AVAILABLE DATA —
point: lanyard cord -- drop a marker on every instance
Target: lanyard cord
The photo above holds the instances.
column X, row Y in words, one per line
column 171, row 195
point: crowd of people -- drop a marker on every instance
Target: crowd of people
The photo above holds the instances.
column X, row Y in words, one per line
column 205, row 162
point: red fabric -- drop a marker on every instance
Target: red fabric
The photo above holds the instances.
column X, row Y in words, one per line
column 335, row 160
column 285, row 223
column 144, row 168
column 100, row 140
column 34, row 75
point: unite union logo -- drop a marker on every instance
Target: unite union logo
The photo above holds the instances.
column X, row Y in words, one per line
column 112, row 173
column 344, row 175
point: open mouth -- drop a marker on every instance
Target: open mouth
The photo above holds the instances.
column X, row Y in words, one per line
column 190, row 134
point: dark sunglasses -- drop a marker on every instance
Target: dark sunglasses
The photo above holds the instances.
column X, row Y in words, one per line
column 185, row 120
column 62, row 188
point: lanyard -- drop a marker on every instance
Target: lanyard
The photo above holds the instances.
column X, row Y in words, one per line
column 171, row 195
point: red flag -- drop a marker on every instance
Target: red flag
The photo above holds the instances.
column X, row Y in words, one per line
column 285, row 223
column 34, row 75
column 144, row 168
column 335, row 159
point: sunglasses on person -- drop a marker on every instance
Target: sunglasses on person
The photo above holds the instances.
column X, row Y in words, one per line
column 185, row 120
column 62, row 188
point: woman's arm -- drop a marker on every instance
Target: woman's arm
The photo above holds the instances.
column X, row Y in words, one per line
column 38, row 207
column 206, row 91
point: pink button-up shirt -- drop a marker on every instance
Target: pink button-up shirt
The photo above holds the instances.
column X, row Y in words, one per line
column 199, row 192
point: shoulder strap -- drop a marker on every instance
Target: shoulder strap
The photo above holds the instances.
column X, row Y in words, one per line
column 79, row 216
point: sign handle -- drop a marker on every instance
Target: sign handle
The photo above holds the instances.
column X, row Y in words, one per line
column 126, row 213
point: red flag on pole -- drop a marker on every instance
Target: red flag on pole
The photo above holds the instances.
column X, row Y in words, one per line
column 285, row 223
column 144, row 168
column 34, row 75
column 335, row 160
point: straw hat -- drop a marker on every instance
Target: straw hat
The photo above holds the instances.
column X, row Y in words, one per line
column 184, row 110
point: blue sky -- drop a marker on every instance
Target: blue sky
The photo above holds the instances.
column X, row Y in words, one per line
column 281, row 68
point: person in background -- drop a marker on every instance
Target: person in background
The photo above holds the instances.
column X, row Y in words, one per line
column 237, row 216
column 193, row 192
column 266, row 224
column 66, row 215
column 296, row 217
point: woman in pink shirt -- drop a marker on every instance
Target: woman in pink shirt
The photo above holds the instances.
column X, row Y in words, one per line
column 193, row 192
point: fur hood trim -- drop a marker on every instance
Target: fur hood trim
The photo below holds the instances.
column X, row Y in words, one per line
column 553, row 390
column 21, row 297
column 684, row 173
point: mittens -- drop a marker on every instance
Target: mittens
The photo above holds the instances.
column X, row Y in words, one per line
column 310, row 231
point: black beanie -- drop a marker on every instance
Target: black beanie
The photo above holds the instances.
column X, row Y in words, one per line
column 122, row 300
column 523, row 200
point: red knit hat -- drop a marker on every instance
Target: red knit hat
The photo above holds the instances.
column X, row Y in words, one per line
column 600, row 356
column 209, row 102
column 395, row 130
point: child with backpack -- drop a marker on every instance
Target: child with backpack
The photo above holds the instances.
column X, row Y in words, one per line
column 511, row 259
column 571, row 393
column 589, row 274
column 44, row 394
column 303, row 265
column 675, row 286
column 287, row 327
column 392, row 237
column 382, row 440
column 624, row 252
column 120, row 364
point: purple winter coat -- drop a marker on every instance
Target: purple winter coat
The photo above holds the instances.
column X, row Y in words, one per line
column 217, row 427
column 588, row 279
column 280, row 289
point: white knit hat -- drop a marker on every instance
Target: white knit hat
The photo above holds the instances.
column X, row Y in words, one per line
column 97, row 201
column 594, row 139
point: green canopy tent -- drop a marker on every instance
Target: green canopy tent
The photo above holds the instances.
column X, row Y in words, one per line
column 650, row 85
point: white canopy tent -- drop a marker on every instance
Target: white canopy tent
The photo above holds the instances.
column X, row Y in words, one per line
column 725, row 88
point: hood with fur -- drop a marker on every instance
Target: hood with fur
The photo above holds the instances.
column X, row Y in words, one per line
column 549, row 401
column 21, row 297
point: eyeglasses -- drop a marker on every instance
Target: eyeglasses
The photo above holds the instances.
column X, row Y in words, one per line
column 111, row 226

TASK ITEM — Everything in the listing above should be printed again exactly.

RESULT OF THIS TASK —
point: lanyard cord -- drop a marker on every instance
Target: lanyard cord
The photo above holds the instances.
column X, row Y in words, one per line
column 171, row 195
point: crowd of people -- drop a marker on every instance
Target: crowd of people
The photo above holds the instances.
column X, row Y in words, one per line
column 205, row 162
point: red fabric -- drop a marker on every instance
Target: red fabric
The photo above holds the instances.
column X, row Y in words, one per line
column 335, row 160
column 285, row 223
column 144, row 168
column 100, row 140
column 34, row 75
point: unite union logo -- drop a marker on every instance
Target: unite union logo
The photo above holds the instances.
column X, row Y in words, one per line
column 112, row 173
column 344, row 175
point: open mouth -- drop a marker on every instance
Target: open mouth
The photo above holds the instances.
column X, row Y in words, one per line
column 190, row 134
point: dark sunglasses -- drop a marker on every instance
Target: dark sunglasses
The photo above holds the instances.
column X, row Y in words, one per line
column 185, row 120
column 62, row 188
point: lanyard -- drop a marker on every instance
Target: lanyard
The photo above holds the instances.
column X, row Y in words, one per line
column 171, row 195
point: red flag -- drop a marker on every instance
Target: red flag
The photo above holds the instances.
column X, row Y in words, one per line
column 285, row 223
column 34, row 75
column 144, row 168
column 335, row 159
point: sunglasses on person -- drop a marker on every instance
Target: sunglasses on person
The photo above holds the instances.
column X, row Y in words, one per line
column 185, row 120
column 62, row 188
point: woman's arm -- drop a marker on every instance
Target: woman's arm
The photo above holds the instances.
column X, row Y in words, one per line
column 38, row 207
column 206, row 91
point: pink button-up shirt -- drop a marker on every instance
Target: pink button-up shirt
The photo above holds the instances.
column X, row Y in words, one per line
column 199, row 192
point: shoulder strap -- drop a marker on every instance
Target: shoulder strap
The photo above holds the instances.
column X, row Y in words, one per line
column 79, row 216
point: sign handle -- drop a marker on every instance
Target: sign handle
The photo above holds the instances.
column X, row Y in words, one per line
column 126, row 213
point: red flag on pole -- drop a marker on every instance
Target: red flag on pole
The photo above holds the instances.
column X, row Y in words, one per line
column 285, row 223
column 144, row 168
column 34, row 75
column 335, row 160
point: straw hat -- drop a marker on every instance
Target: straw hat
The photo above holds the instances.
column X, row Y in words, one per line
column 184, row 110
point: blue sky -- drop a marker on every instance
Target: blue sky
The photo above holds the instances.
column X, row Y in words, one per line
column 281, row 68
point: person in background -- drop a marker on every instance
Target: person in background
The photo above holds the instances.
column X, row Y in words, one per line
column 237, row 216
column 193, row 192
column 266, row 224
column 66, row 215
column 296, row 217
point: woman in pink shirt -- drop a marker on every instance
Target: woman in pink shirt
The photo above holds the instances.
column X, row Y in words, one per line
column 193, row 192
point: fur hood trim -- drop a marker on every instance
Target: fur hood trim
The photo below holds the instances.
column X, row Y in words, one per line
column 553, row 390
column 21, row 297
column 684, row 173
point: mittens -- drop a marker on every instance
Target: mittens
The photo above holds the instances.
column X, row Y in words, one per line
column 310, row 231
point: black beanie -- drop a marker on every instance
Target: black beanie
The photo above holds the instances.
column X, row Y in words, one per line
column 122, row 300
column 523, row 200
point: red knit hat -- drop a marker on every instance
Target: red knit hat
The photo above holds the instances.
column X, row Y in words, one per line
column 600, row 356
column 209, row 102
column 395, row 130
point: child with backpack -- drop a marker on every instance
Target: child with backpack
The photo above holds the instances.
column X, row Y in words, one per line
column 511, row 259
column 571, row 393
column 589, row 274
column 44, row 394
column 303, row 265
column 675, row 286
column 287, row 327
column 392, row 237
column 382, row 440
column 624, row 252
column 120, row 364
point: purple winter coat -- drop a marker on every instance
Target: purple winter coat
The photo above holds the instances.
column X, row Y in words, one per line
column 217, row 427
column 588, row 279
column 280, row 289
point: white knit hat -- drop a marker on every instance
Target: white knit hat
The photo above holds the instances.
column X, row Y in words, one per line
column 97, row 201
column 594, row 139
point: green canopy tent -- drop a marker on every instance
Target: green canopy tent
The photo above holds the instances.
column X, row Y in words, one per line
column 650, row 85
point: white canopy tent -- drop a marker on every instance
Target: white canopy tent
The photo above holds the instances.
column X, row Y in words, one per line
column 725, row 88
point: hood with fur -- drop a marker on every instance
Target: hood with fur
The photo above holds the instances.
column X, row Y in words, one per line
column 549, row 401
column 21, row 297
point: eyeglasses -- drop a marker on every instance
Target: eyeglasses
The photo above holds the instances.
column X, row Y in words, one per line
column 111, row 226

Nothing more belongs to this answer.